##### DATA SHOWN

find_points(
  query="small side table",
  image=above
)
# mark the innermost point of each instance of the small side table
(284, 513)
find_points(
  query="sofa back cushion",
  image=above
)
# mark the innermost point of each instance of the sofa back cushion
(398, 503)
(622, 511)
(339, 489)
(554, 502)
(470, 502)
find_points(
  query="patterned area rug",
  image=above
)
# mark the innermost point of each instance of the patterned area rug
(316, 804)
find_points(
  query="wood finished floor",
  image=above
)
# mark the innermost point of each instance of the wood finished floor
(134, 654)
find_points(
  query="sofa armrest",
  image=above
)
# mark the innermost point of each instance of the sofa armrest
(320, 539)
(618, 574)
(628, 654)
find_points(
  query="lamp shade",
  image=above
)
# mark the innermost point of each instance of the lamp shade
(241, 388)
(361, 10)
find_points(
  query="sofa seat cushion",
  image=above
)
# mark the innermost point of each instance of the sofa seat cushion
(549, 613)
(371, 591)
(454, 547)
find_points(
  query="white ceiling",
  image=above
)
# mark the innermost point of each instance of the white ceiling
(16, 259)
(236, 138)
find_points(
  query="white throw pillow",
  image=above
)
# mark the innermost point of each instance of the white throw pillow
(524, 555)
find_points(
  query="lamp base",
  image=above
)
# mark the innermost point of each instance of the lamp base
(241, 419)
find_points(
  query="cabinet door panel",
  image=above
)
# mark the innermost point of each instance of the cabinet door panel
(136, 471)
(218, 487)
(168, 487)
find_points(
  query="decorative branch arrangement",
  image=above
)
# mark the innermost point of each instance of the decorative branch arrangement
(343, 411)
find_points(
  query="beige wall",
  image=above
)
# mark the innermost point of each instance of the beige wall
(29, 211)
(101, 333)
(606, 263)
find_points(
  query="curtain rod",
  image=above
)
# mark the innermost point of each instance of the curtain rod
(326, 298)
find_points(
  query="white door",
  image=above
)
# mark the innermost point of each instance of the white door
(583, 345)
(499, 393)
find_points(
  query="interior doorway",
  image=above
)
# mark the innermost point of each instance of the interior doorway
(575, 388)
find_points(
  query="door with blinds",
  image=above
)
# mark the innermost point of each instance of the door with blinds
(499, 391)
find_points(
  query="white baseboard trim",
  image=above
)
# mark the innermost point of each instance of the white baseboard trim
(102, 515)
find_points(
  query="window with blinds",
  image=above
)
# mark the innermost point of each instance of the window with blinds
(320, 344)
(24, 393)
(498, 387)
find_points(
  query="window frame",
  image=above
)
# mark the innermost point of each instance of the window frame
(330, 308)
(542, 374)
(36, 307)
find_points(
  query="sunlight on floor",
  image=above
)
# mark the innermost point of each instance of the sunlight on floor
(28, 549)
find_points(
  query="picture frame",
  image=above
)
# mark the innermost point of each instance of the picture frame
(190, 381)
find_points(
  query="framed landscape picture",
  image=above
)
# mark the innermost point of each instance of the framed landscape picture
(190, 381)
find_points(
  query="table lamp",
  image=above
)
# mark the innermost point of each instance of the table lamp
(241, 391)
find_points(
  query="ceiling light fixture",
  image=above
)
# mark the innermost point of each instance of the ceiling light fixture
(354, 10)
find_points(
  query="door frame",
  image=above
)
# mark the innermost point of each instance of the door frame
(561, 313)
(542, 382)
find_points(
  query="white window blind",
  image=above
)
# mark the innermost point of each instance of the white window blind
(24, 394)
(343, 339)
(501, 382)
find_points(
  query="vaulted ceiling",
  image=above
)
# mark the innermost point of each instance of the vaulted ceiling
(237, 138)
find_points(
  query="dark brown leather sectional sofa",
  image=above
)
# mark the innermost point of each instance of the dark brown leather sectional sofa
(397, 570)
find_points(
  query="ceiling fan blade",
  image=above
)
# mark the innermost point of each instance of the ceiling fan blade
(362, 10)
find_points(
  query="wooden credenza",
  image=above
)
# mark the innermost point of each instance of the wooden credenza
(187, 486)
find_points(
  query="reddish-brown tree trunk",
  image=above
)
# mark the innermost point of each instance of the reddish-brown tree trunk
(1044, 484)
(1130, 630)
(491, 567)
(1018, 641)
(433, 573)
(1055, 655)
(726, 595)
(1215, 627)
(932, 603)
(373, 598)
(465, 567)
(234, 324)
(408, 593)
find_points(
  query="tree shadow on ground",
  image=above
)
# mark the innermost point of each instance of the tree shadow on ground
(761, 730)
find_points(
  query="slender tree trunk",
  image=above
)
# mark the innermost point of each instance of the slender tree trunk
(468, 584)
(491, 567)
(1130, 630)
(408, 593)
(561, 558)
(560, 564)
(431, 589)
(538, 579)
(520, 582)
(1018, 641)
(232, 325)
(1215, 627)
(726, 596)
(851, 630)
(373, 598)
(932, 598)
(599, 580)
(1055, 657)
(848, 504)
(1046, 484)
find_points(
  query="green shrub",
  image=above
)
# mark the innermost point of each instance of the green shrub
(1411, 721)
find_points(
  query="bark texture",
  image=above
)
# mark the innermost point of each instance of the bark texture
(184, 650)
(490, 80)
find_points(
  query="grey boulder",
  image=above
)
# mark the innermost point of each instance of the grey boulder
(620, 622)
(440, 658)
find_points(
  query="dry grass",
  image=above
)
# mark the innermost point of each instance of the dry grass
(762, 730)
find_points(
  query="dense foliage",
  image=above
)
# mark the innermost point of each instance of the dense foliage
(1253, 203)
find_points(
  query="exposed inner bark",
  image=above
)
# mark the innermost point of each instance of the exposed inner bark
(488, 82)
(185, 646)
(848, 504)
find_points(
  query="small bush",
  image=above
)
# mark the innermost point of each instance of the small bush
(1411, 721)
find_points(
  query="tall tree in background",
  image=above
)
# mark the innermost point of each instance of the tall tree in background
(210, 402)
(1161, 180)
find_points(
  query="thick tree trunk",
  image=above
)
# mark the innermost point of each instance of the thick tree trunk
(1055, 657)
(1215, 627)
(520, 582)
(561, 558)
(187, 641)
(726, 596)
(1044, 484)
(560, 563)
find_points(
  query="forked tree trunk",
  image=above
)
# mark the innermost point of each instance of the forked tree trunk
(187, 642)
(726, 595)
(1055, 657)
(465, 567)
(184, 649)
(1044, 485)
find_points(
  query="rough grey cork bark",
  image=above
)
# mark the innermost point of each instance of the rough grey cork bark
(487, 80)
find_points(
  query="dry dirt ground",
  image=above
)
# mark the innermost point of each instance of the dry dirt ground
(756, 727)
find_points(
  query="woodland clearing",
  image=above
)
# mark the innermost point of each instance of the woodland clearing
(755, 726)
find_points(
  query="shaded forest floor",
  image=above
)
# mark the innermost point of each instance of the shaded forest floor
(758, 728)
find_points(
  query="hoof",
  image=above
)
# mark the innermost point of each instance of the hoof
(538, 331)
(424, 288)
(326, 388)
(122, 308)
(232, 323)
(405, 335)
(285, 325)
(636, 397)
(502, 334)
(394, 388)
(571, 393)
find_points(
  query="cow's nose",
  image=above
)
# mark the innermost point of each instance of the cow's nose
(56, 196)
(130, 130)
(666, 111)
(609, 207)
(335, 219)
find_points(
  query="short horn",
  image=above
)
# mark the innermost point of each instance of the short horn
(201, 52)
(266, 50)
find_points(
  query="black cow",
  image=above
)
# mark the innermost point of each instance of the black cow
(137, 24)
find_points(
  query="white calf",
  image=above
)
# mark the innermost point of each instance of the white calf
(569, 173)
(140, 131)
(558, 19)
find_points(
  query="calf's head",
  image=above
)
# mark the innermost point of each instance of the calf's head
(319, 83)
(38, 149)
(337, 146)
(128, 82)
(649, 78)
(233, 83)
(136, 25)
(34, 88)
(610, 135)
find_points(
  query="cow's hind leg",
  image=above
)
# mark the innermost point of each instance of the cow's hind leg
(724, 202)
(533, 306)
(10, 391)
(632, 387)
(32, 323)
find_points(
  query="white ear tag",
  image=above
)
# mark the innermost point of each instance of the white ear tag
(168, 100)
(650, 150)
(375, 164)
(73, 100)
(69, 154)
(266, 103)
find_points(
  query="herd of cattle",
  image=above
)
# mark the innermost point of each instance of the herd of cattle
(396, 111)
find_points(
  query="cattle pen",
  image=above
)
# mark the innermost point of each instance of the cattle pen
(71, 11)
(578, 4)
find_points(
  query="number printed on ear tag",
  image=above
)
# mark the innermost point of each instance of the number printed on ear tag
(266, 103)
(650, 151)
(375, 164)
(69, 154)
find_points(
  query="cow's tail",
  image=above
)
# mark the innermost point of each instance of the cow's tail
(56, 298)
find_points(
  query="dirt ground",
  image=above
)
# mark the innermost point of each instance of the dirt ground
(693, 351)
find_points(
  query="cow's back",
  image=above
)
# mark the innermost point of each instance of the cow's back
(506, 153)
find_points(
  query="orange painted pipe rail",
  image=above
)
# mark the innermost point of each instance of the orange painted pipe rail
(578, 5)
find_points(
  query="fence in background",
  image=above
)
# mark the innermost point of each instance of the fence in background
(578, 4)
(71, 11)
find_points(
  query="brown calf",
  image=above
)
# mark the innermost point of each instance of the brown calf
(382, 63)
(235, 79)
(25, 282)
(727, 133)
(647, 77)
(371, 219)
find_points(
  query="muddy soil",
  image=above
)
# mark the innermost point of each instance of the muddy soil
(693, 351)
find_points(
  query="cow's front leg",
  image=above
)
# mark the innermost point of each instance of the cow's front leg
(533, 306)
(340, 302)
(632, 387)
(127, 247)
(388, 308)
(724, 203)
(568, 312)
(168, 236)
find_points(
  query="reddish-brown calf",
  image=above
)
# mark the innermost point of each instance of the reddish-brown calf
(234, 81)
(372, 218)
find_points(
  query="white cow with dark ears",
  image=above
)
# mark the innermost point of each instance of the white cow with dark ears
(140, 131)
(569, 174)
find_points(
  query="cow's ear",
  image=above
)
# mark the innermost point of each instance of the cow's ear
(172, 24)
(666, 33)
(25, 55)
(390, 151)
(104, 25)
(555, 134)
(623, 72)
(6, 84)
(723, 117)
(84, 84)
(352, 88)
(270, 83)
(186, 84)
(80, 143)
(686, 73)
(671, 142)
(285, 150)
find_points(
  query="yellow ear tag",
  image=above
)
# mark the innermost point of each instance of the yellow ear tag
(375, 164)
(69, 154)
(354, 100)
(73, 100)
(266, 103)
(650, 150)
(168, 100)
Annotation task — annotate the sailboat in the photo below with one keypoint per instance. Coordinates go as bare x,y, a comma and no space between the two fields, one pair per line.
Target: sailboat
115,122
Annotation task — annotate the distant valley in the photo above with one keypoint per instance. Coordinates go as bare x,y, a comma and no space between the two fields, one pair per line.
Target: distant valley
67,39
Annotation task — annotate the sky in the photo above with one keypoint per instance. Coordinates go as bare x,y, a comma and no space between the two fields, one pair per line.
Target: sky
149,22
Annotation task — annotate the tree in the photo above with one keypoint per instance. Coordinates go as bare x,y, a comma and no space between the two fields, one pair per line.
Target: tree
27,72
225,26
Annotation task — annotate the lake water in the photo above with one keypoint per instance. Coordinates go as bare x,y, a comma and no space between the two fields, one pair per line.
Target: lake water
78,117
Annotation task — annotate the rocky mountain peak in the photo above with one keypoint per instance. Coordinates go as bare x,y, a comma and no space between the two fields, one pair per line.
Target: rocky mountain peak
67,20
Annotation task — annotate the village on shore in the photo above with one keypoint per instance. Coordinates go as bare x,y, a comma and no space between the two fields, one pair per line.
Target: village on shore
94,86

##########

◆ **WHAT TO DO**
Would you quote, exactly and only, the lines from the one containing "Annotation task — annotate the sky" to the end of the entries?

◆ **OUTPUT BELOW**
Annotation task — annotate the sky in the photo above with one keypoint per instance. Coordinates go as bare x,y, a comma and no space between the two fields, one pair per line.
Target: sky
149,22
Annotation task — annotate the tree in the photo above with one keypoint per instance. Coordinates go as bare x,y, a comma and no space between the two fields, one pair per line.
Target: tree
27,72
225,26
Annotation task — annotate the lake water in the photo above with one keypoint per instance. Coordinates go as bare x,y, a comma and no space between the two fields, one pair per line.
Target: lake water
78,117
Annotation task — annotate the rocky mountain peak in the photo above with one keypoint per instance. Coordinates go as bare x,y, a comma and no space between the two fields, one pair per line.
Target: rocky mountain peak
67,20
Annotation task — annotate the village on shore in the photo above with one keypoint per instance. Coordinates go as bare x,y, a comma and no space between the two fields, one pair per line.
Target: village on shore
94,86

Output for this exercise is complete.